== Request ==
Convert everything from the start of the entries below down to and including the line containing "point(384, 647)" into a JSON list of strings, one string per line, omitting any blank lines.

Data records
━━━━

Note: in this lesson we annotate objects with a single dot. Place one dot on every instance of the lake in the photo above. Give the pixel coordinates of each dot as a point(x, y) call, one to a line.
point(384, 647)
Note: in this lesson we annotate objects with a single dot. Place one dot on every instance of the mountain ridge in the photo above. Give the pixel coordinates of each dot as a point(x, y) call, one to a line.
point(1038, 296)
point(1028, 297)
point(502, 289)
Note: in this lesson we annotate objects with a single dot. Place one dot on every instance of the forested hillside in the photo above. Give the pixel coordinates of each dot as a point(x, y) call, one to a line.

━━━━

== Answer to this problem ==
[
  "Note: in this lesson we annotate objects with a single dot. Place one dot on every instance of the lake in the photo above. Give the pixel coordinates of each dot as a point(x, y) call, one to a line.",
  "point(384, 647)"
]